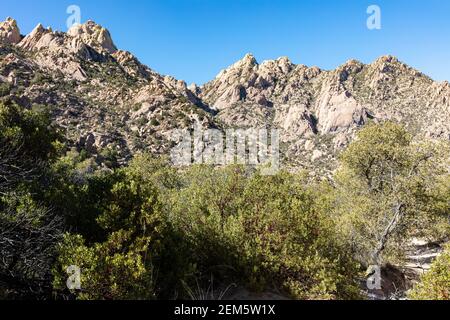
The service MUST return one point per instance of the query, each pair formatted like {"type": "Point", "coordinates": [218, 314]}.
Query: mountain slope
{"type": "Point", "coordinates": [105, 99]}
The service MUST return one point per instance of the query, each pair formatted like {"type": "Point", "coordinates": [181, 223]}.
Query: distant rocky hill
{"type": "Point", "coordinates": [105, 99]}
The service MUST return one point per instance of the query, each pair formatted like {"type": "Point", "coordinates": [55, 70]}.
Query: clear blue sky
{"type": "Point", "coordinates": [194, 39]}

------

ACTIVITY ::
Gather each line in these records that contains the string "MUST".

SOLUTION FOR THIS EXERCISE ::
The service MUST return one point per instance of the query, each pair formatted like {"type": "Point", "coordinates": [218, 314]}.
The service MUST return one point per instance of the query, each pair formatted like {"type": "Point", "coordinates": [181, 223]}.
The service MUST return one point per instance of the query, each pair formatted like {"type": "Point", "coordinates": [55, 70]}.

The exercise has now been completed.